◆ **Stated goal**
The records that follow are to be repeated exactly, with the pictures removed.

◆ **Data in this exercise**
· · · · ·

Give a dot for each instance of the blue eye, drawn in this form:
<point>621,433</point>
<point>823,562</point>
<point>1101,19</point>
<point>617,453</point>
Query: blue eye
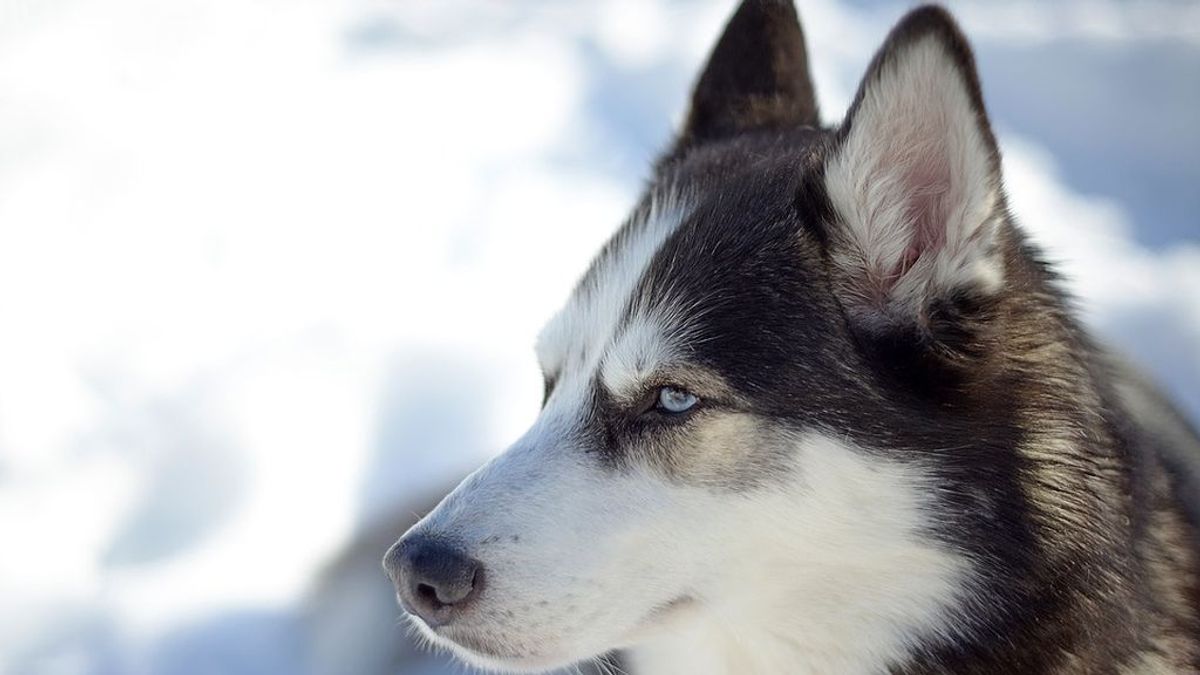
<point>675,401</point>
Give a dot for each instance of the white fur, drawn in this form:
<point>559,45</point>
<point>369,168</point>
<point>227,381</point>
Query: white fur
<point>826,567</point>
<point>579,336</point>
<point>915,119</point>
<point>831,571</point>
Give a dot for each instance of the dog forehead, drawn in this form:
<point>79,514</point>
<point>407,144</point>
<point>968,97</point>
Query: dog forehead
<point>598,315</point>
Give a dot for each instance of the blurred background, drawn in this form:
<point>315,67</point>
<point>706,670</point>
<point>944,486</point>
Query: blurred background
<point>271,270</point>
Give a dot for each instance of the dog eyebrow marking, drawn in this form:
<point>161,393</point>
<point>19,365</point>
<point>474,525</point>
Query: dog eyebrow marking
<point>579,335</point>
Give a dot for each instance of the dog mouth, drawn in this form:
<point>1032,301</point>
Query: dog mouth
<point>487,650</point>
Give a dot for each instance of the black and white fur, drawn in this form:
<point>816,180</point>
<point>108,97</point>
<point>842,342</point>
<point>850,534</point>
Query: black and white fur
<point>906,457</point>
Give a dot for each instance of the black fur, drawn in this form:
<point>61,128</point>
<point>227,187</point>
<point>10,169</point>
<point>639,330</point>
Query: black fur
<point>1090,556</point>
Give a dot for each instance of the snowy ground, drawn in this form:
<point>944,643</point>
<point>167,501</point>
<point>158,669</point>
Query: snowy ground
<point>270,268</point>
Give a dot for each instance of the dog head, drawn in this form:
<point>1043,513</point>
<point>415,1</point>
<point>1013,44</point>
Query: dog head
<point>732,387</point>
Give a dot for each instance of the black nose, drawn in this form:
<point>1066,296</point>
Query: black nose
<point>432,579</point>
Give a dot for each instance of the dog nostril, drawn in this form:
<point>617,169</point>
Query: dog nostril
<point>432,579</point>
<point>429,595</point>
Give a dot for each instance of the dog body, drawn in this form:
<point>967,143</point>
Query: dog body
<point>820,407</point>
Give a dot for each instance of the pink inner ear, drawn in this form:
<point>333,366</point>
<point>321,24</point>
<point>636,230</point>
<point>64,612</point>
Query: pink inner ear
<point>928,180</point>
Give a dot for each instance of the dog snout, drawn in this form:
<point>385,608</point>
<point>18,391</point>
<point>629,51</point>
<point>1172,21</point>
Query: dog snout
<point>433,580</point>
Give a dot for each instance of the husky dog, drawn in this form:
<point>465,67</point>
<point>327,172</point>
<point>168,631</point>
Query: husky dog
<point>819,406</point>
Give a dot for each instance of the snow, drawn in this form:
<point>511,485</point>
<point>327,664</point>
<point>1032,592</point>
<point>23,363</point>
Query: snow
<point>269,269</point>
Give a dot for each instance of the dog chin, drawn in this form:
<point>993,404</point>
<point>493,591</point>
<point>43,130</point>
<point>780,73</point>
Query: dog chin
<point>490,652</point>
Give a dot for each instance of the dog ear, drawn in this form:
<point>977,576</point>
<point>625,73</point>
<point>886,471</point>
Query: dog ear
<point>757,77</point>
<point>913,181</point>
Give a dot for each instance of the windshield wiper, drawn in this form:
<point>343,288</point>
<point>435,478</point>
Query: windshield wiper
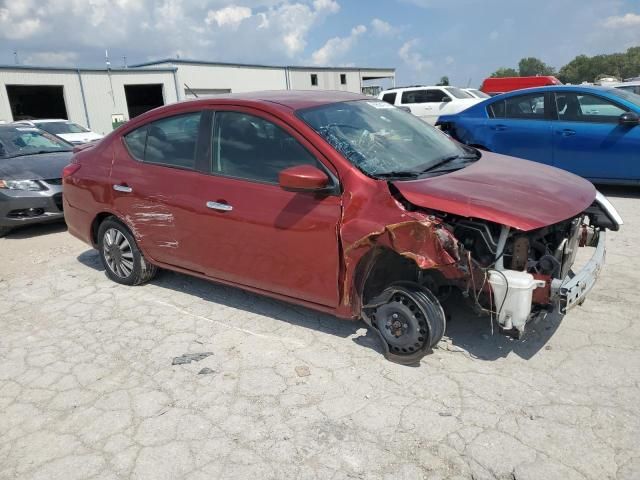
<point>40,152</point>
<point>436,167</point>
<point>398,174</point>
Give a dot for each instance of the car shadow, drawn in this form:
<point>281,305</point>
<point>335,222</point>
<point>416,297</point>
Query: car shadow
<point>236,298</point>
<point>36,230</point>
<point>624,191</point>
<point>469,332</point>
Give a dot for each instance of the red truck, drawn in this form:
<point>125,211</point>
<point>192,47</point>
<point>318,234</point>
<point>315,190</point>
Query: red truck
<point>495,86</point>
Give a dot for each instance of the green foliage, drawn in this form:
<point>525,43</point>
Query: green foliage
<point>531,66</point>
<point>505,72</point>
<point>588,69</point>
<point>581,69</point>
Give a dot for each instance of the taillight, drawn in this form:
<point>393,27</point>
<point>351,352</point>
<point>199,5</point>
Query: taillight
<point>70,169</point>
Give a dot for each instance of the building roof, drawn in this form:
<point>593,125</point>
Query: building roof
<point>253,65</point>
<point>87,69</point>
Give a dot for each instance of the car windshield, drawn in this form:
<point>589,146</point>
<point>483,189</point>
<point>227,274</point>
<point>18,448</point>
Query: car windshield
<point>380,139</point>
<point>479,93</point>
<point>456,92</point>
<point>19,141</point>
<point>58,128</point>
<point>626,95</point>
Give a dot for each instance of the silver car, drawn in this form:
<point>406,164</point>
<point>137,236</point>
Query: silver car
<point>31,163</point>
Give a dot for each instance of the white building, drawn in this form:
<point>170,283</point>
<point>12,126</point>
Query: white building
<point>97,98</point>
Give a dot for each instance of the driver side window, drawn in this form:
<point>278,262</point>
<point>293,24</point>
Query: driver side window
<point>578,107</point>
<point>251,148</point>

· · · · ·

◆ **Finished answer**
Give a dot for each instance of the blue eye, drawn in this form:
<point>621,433</point>
<point>823,562</point>
<point>1101,19</point>
<point>617,453</point>
Query: blue eye
<point>675,401</point>
Give a dot for each instance of the white fur, drawn in this form:
<point>559,45</point>
<point>369,168</point>
<point>227,381</point>
Query: white fur
<point>826,567</point>
<point>579,336</point>
<point>915,119</point>
<point>831,571</point>
Give a dot for each instance of the dog forehead, drawn in this form:
<point>79,514</point>
<point>407,144</point>
<point>968,97</point>
Query: dog forehead
<point>598,315</point>
Give a dot for each instance of the blurred background, drawn in this form:
<point>315,67</point>
<point>706,670</point>
<point>944,486</point>
Query: blurred background
<point>271,270</point>
Give a dot for each instance of the dog eyebrow marking, drawn in this form:
<point>161,393</point>
<point>19,365</point>
<point>474,525</point>
Query: dog eyebrow marking
<point>579,335</point>
Give a dot for each instance of the dog mouth, drawn in this form:
<point>1032,301</point>
Query: dog mouth
<point>487,650</point>
Give a dot for each instance of the black and white fur, drawn in this form:
<point>816,180</point>
<point>108,97</point>
<point>842,342</point>
<point>850,534</point>
Query: black and white fur
<point>906,457</point>
Give a dot for each instance of the black fur, drawn in this form:
<point>61,128</point>
<point>227,187</point>
<point>10,169</point>
<point>639,330</point>
Query: black fur
<point>1090,556</point>
Give a dot for each instance of the snowy ground, drawn in this form:
<point>944,643</point>
<point>167,501</point>
<point>158,669</point>
Query: snowy ground
<point>270,268</point>
Give a dot for each instance of the dog head, drawn in this form:
<point>1043,513</point>
<point>415,1</point>
<point>1013,44</point>
Query: dog head
<point>732,387</point>
Give a dot for each instance of the black nose, drawn in this form:
<point>1066,296</point>
Query: black nose
<point>432,579</point>
Give a dot for each instance of the dog nostril, drawn in this form:
<point>617,169</point>
Query: dog nostril
<point>432,579</point>
<point>429,595</point>
Give a dot for each instance of the dog body, drawn in this form:
<point>967,143</point>
Query: dog body
<point>820,407</point>
Give a dot for each instance of the pink inner ear, drawn in this form:
<point>333,366</point>
<point>321,24</point>
<point>636,230</point>
<point>64,612</point>
Query: pink inner ear
<point>928,180</point>
Give a dot for each instance of the dog snout, drawn in this form:
<point>385,608</point>
<point>18,391</point>
<point>629,51</point>
<point>1172,21</point>
Query: dog snout
<point>433,580</point>
Give a dot for each instance of the husky dog, drawn in this form:
<point>465,67</point>
<point>327,172</point>
<point>168,631</point>
Query: husky dog
<point>819,406</point>
Give a dot for each instance of the snow, drawn in this form:
<point>511,485</point>
<point>327,664</point>
<point>1032,592</point>
<point>23,363</point>
Query: snow
<point>269,269</point>
Give a dot for each instance of the dog chin, drawn in this form:
<point>993,404</point>
<point>493,591</point>
<point>43,130</point>
<point>780,73</point>
Query: dog chin
<point>490,652</point>
Give a dot for each instance of the dog ear, drawn in this form:
<point>977,576</point>
<point>625,73</point>
<point>886,471</point>
Query: dog ear
<point>757,77</point>
<point>913,181</point>
Give a dot for each instance of the windshield wiper, drawn in this form:
<point>343,288</point>
<point>435,478</point>
Query: windshield wiper
<point>40,152</point>
<point>436,167</point>
<point>398,174</point>
Give a dot for each instance of the car shadow, drawn in this form:
<point>281,305</point>
<point>335,222</point>
<point>416,297</point>
Query: car shadow
<point>236,298</point>
<point>36,230</point>
<point>624,191</point>
<point>469,332</point>
Give a dot for each instance of the red truck, drawn in this form:
<point>125,211</point>
<point>192,47</point>
<point>318,234</point>
<point>315,190</point>
Query: red truck
<point>495,86</point>
Give a dot for each instance of the green foliage, drawn in this form:
<point>525,43</point>
Query: green foliage
<point>531,66</point>
<point>505,72</point>
<point>588,69</point>
<point>581,69</point>
Give a dot for each instance of the taillight, drawn in this form:
<point>393,27</point>
<point>351,352</point>
<point>199,5</point>
Query: taillight
<point>70,169</point>
Give a dot for each instance of the building roof, drawn in this form:
<point>593,125</point>
Query: building roof
<point>253,65</point>
<point>87,69</point>
Give a dot for each instance of the car windshield, drawn in this form:
<point>589,146</point>
<point>483,189</point>
<point>227,274</point>
<point>18,448</point>
Query: car windshield
<point>380,139</point>
<point>479,93</point>
<point>456,92</point>
<point>19,141</point>
<point>58,128</point>
<point>626,95</point>
Give a dot for each instance of the silver car, drawn in this form:
<point>406,164</point>
<point>137,236</point>
Query: silver car
<point>31,163</point>
Give a dot for each instance of the white building, drawn in this form:
<point>170,283</point>
<point>12,126</point>
Query: white building
<point>97,98</point>
Give a dot for each instance of the driver side window, drawn in this form:
<point>278,262</point>
<point>293,24</point>
Query: driver side window
<point>578,107</point>
<point>251,148</point>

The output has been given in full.